■ **Supplied text**
-*-

There were many things to endear me to this version of fried rice, both because it is familiar in ways and very different in others. I love that it also leaves the bottom to crisp (though in this case, my pregnant brain may or may not have forgotten about it and let it go a bit too long at a bit too high heat, don’t be like me) and, in line with my personal preference, has a very high ratio of Other Stuff : Rice. But, unlike any fried rice I’ve ever made, the Other Stuff is almost all alliums of different sorts; those alliums are sauteed in butter rather than my usual oil, which lends a creamy unity to the rice that is wonderfully comforting. Perhaps my favorite thing about this fried rice, though, is the full tablespoon of ginger that goes in — while I would never have thought to add it before, I think I might be sneaking finely grated ginger into all my fried rice from now on, because it adds a bright vivacity to the fried rice that is refreshingly new and wholly addictive. It’s the same vivacity, I think, that infuses all of Molly on the Range.
Biggest congratulations to you, Molly! I couldn’t be more thrilled to have this cookbook brightening my kitchen.
Reprinted with permission from Molly on the Range: Recipes and Stories from An Unlikely Life on a Farm, by Molly Yeh (Rodale 2016).
- 2 tablespoons unsalted butter
- 4 cups finely chopped alliums of your choice: onions, shallots, leeks, scallions, ramps
- Kosher salt
- Flavorless oil
- 4 large eggs, beaten
- Black pepper
- 4 cloves garlic, minced
- 1 tablespoon minced fresh ginger
- 2 cups cooked brown or white rice
- Sriracha and mayonnaise (or Sriracha mayo), for serving
- In a large skillet or wok, melt the butter over medium heat. Add the alliums and a good pinch of salt and cook, stirring, until everything is nice and soft and smelling really good, 12 to 15 minutes.
- Meanwhile, heat a separate medium skillet over medium-high heat and coat the bottom with a thin layer of oil. When the pan is hot, add the eggs and cook, gently scraping up the bottom with a silicone spatula, until mostly set. Remove the eggs from the heat, season with salt and pepper, give them a rough chop, and set aside. (Alternatively, you could cook the eggs first in the large skillet, then remove them before adding the butter and cooking the alliums.)
- Add the garlic and ginger to the alliums and cook, stirring, for 2 more minutes. If the pan looks dry at any time, add a bit more butter or some oil. Add the rice and scrambled eggs and fold to combine. Salt the rice to taste. Increase the heat to medium-high, spread the mixture out evenly over the skillet, and let it cook, uninterrupted, until the bottom is crispy, about 5 minutes. Serve with Sriracha and mayo.

-*-

■ **Source material**

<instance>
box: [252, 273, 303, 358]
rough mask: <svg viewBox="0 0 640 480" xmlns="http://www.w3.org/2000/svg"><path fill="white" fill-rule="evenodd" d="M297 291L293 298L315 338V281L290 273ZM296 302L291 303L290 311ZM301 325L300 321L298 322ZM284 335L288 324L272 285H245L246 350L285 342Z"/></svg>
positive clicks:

-*-

■ **Tasks to complete**
**a.** Which alliums does the fried rice recipe name as options for the 4 cups of chopped alliums? List all of them.
**b.** Please retype everything in the fried rice recipe from "- 2 tablespoons" down to "to 15 minutes.".
**c.** In the fried rice recipe, how long are the alliums cooked in the melted butter?
The data has nothing to do with the fried rice recipe.

■ **Solutions to each task**
**a.** Onions, shallots, leeks, scallions, ramps

**b.**
- 2 tablespoons unsalted butter
- 4 cups finely chopped alliums of your choice: onions, shallots, leeks, scallions, ramps
- Kosher salt
- Flavorless oil
- 4 large eggs, beaten
- Black pepper
- 4 cloves garlic, minced
- 1 tablespoon minced fresh ginger
- 2 cups cooked brown or white rice
- Sriracha and mayonnaise (or Sriracha mayo), for serving
- In a large skillet or wok, melt the butter over medium heat. Add the alliums and a good pinch of salt and cook, stirring, until everything is nice and soft and smelling really good, 12 to 15 minutes.

**c.** 12 to 15 minutes